## Task to carry out:
Extract all records. Keep each one exact.

(Rows from a pointing dataset)
......
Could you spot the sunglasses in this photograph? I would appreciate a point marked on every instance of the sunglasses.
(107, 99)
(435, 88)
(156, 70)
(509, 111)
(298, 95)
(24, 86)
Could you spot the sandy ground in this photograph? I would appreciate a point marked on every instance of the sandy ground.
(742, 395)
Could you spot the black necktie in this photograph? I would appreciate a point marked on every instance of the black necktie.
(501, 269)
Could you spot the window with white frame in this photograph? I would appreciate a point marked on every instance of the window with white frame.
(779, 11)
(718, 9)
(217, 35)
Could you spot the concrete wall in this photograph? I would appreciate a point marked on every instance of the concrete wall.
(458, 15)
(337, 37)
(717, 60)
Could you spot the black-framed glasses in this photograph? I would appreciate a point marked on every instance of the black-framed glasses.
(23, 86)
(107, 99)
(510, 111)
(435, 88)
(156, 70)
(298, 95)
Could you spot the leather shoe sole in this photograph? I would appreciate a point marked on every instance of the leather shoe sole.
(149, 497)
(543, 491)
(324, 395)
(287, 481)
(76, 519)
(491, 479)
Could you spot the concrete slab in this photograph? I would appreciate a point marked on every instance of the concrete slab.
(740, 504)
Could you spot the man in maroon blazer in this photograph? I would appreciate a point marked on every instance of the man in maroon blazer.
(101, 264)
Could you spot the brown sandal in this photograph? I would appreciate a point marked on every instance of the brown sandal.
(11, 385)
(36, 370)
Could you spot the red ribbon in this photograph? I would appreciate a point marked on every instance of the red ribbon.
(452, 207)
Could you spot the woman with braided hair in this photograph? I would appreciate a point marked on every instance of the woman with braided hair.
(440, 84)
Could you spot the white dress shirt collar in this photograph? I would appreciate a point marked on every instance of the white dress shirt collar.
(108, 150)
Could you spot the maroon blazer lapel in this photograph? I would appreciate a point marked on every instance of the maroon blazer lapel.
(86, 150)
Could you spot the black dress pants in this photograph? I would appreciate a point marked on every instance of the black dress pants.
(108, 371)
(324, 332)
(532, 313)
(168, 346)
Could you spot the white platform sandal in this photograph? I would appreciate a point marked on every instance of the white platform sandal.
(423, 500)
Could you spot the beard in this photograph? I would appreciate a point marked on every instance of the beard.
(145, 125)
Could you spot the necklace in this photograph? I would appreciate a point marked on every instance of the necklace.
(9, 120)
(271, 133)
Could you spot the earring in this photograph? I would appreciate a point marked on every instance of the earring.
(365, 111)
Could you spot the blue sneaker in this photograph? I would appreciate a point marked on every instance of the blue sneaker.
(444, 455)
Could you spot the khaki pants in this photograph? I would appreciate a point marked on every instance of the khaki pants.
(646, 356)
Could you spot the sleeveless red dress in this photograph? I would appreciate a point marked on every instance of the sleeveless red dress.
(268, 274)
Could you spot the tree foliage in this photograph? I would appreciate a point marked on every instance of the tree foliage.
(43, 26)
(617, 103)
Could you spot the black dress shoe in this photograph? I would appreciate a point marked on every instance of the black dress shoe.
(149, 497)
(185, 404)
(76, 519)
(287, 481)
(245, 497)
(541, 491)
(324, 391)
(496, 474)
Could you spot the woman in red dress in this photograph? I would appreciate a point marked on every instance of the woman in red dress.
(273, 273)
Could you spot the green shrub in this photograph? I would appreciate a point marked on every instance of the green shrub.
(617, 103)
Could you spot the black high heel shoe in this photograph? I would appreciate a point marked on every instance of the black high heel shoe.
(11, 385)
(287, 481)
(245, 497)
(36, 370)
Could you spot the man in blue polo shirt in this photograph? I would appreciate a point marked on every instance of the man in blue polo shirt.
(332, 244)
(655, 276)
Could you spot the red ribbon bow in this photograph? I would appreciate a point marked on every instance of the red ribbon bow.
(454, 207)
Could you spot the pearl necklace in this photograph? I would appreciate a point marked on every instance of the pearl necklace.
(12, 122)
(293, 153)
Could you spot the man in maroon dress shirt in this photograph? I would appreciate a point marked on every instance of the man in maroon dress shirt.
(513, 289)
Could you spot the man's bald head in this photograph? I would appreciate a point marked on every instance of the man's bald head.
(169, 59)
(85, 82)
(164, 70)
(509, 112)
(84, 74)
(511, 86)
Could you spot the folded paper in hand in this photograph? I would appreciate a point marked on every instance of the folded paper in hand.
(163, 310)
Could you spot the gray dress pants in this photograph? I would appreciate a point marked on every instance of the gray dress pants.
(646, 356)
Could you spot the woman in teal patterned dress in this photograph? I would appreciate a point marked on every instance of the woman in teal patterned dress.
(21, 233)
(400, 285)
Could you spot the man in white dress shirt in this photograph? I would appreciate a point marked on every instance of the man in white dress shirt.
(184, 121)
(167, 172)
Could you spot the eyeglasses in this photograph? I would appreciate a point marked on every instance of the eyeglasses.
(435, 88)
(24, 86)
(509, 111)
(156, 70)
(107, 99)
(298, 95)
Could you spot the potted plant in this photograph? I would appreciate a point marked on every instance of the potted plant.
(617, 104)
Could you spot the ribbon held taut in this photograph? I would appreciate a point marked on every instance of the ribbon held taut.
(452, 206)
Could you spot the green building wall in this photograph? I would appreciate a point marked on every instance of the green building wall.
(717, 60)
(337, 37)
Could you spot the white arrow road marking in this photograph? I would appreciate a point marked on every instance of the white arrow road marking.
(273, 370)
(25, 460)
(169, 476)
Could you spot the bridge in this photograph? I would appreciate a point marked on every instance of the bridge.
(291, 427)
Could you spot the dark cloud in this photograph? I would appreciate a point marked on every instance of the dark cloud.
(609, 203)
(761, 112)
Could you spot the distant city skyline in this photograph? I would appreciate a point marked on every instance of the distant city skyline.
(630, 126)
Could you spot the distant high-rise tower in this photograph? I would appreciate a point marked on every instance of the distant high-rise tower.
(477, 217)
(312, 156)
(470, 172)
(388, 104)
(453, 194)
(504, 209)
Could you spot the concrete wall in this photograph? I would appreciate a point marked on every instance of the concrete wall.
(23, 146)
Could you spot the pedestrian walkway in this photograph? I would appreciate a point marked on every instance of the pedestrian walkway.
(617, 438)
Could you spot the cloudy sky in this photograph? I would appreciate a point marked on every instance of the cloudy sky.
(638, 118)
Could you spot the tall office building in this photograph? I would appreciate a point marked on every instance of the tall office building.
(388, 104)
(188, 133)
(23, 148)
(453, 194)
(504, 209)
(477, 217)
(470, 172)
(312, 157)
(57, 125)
......
## Result for this exercise:
Could you spot the sunglasses in this photograph? I would appreciate a point marked on every instance of the sunglasses.
(107, 99)
(435, 88)
(156, 70)
(509, 111)
(298, 95)
(24, 86)
Could you spot the sandy ground in this photograph? I would appreciate a point marked on every instance of the sandy ground.
(742, 395)
Could you spot the black necktie in this photograph? I would appreciate a point marked on every instance of the black necktie.
(501, 269)
Could you spot the window with white frame in this photograph? I would appreciate a point marked on every instance of the window with white frame.
(779, 11)
(718, 9)
(217, 35)
Could you spot the concrete wall in this photograph? I would appreciate a point marked on every instance of the concrete wall.
(458, 15)
(337, 37)
(717, 60)
Could you spot the black-framed glasses in this photograph? I would appreciate a point marked on every instance of the black-framed glasses.
(23, 86)
(107, 99)
(510, 111)
(435, 88)
(156, 70)
(298, 95)
Could you spot the leather shoe sole in this photograph? I would appreciate a point marked on every instance of the leather shoe sole.
(149, 497)
(543, 491)
(324, 395)
(287, 481)
(76, 519)
(491, 479)
Could you spot the concrete slab in this photograph? I would appreciate a point marked on every instance of the concrete slab.
(740, 504)
Could you spot the man in maroon blazer in this photograph? I would appreciate a point marked on every instance of the man in maroon blazer.
(101, 264)
Could you spot the brown sandal in this photograph? I would appreciate a point marked on every instance of the brown sandal.
(11, 385)
(36, 370)
Could you spot the red ribbon in this photograph? I would appreciate a point marked on every instance of the red ribbon.
(452, 207)
Could you spot the woman with braided hair in this photograph? I would appreciate a point marked on every instance of the woman with braided hair.
(440, 84)
Could you spot the white dress shirt collar in this photograph? I would appreciate a point marked on every instance of the white dress shirt collar.
(108, 150)
Could you spot the maroon blazer lapel in this photograph? I would appreciate a point marked on every instance of the maroon blazer lapel.
(86, 150)
Could you spot the black dress pants in this photograph? I would appreciate a point marked on every instance of the black dress pants.
(108, 371)
(324, 332)
(532, 313)
(168, 346)
Could you spot the white platform sandal in this photograph? I would appreciate a point marked on every instance of the white platform sandal.
(423, 500)
Could you spot the beard in this photograph? I would appreciate a point marked on every instance of the beard.
(145, 125)
Could you spot the necklace in this photograph? I would appreciate a point marked on every instance of the necklace.
(9, 120)
(271, 133)
Could you spot the earring in this photograph? I would appreciate a point marked on every instance of the earring.
(365, 111)
Could you spot the blue sneaker in this photograph? I would appreciate a point marked on every instance of the blue sneaker.
(444, 455)
Could you spot the khaki pants in this photograph? I would appreciate a point marked on every instance of the khaki pants.
(646, 356)
Could you spot the sleeveless red dress in this photograph? I would appreciate a point marked on every instance of the sleeveless red dress.
(268, 274)
Could you spot the tree foliage in this photograph? I would appreciate a point marked on every instance of the tree foliage.
(43, 26)
(617, 103)
Could you spot the black dress shoe in this photograph? I would appreciate a point marked on every instance of the black dress shoe.
(149, 497)
(185, 404)
(76, 519)
(287, 481)
(245, 497)
(541, 491)
(324, 391)
(496, 474)
Could you spot the woman in red dress in this photograph? I would appreciate a point marked on every instance of the woman in red dress.
(273, 273)
Could you spot the green shrub in this photograph? I would appreciate a point marked on every instance of the green shrub.
(617, 103)
Could you spot the black high heel shoe in this photograph? I would appreciate a point marked on every instance of the black high heel shoe.
(11, 385)
(287, 481)
(245, 497)
(36, 370)
Could you spot the man in blue polo shirt in this photograph? I would appreciate a point marked on every instance of the man in blue polo shirt.
(332, 244)
(655, 276)
Could you spot the red ribbon bow in this photograph? I would appreciate a point marked on every instance of the red ribbon bow.
(454, 207)
Could you spot the pearl necklace in this photograph? I would appreciate a point marked on every instance of the pearl necklace.
(12, 122)
(293, 153)
Could you spot the man in maroon dress shirt in this photograph? I would appreciate a point marked on every instance of the man in maroon dress shirt.
(513, 289)
Could you spot the man's bald head in this photograph? I would appreciate a point marked on every instance of the man's bald head.
(169, 59)
(85, 82)
(164, 70)
(509, 112)
(84, 74)
(511, 86)
Could you spot the folded paper in hand in this photograph? I would appreciate a point marked on every instance of the folded paper in hand.
(163, 310)
Could you spot the gray dress pants in this photograph? I would appreciate a point marked on every instance of the gray dress pants.
(646, 356)
Could you spot the woman in teal patterned dress in this photograph? I would appreciate a point marked on every instance of the woman in teal patterned dress.
(21, 233)
(400, 285)
Could you spot the man in white dress shirt in this photograph? I would appreciate a point marked on every instance of the man in white dress shirt.
(184, 121)
(167, 172)
Could you spot the eyeglasses in this photograph? I would appreciate a point marked on every instance of the eyeglasses.
(435, 88)
(24, 86)
(509, 111)
(156, 70)
(107, 99)
(298, 95)
Could you spot the potted plant in this photograph? I would appreciate a point marked on every instance of the potted plant.
(617, 104)
Could you spot the ribbon held taut in this photograph? I would appreciate a point marked on every instance of the ribbon held taut.
(452, 206)
Could you spot the green building wall in this photograph? I would appreciate a point marked on every instance of the green building wall.
(717, 60)
(337, 37)
Could you spot the white arrow road marking in this photograph? I would appreciate a point marked on every instance of the white arrow road marking.
(273, 370)
(25, 460)
(169, 476)
Could you spot the bridge in this photograph? I would appreciate a point marked on every instance of the bridge.
(291, 427)
Could you spot the dark cloud in this photograph? I would appreciate a point marked on every instance of the dark cloud.
(609, 203)
(761, 112)
Could you spot the distant city skyline in this photograph? I would appreciate a point marked on every instance of the distant city skyline.
(630, 126)
Could you spot the distant high-rise tower in this photograph? I would appreciate a point marked on every instance of the distant high-rise tower.
(477, 217)
(312, 156)
(470, 172)
(388, 104)
(453, 194)
(504, 209)
Could you spot the concrete wall in this photograph? I would appreciate a point marked on every instance of the concrete wall.
(23, 146)
Could you spot the pedestrian walkway in this photograph? I would appreciate a point marked on every instance of the pedestrian walkway.
(617, 438)
Could you spot the cloudy sky in this photograph? I would appreciate a point marked on every instance of the cloudy sky.
(638, 118)
Could you spot the tall office building in this photograph? I would appreciate a point marked on every instance of the tall office building.
(388, 104)
(188, 133)
(23, 148)
(453, 194)
(504, 209)
(477, 217)
(470, 172)
(312, 157)
(57, 125)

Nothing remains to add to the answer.